Requirements - Please pull the passage word for word from the thread on the JSON parsing error, from "The json parser" up to and including "record per line?".

──────── Extracted text ────────

Do you have a sample of the input data? Looks like the json is malformed.

The json parser is croaking:
Could not json-decode string: "type": "FeatureCollection",
Unexpected token COLON(:) at position 7.
at org.json.simple.parser.JSONParser.parse(Unknown Source)

Is your json multi-line (pretty-printed) instead of single record per line?

D

On Wed, Apr 18, 2012 at 7:34 PM, Fabio Souto Moure
<[email protected]> wrote:
> Hi,
>
> I'm using pig 0.9.2 with the JsonLoader included in elephant-bird 2.2.2 to
> process geojson data(Flickr shapefiles:
> http://code.flickr.com/blog/2011/01/08/flickr-shapefiles-public-dataset-2-0/
> ).

──────── Stored records ────────

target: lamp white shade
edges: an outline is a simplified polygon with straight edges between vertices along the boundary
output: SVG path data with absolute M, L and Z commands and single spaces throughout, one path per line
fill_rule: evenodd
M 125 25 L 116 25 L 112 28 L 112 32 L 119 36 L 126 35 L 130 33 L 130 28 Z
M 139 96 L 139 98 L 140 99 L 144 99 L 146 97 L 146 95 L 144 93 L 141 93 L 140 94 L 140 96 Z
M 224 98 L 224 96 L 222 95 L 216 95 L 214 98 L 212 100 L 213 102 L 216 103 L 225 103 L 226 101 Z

────────

Correct response -
The json parser is croaking:
Could not json-decode string: "type": "FeatureCollection",
Unexpected token COLON(:) at position 7.
at org.json.simple.parser.JSONParser.parse(Unknown Source)

Is your json multi-line (pretty-printed) instead of single record per line?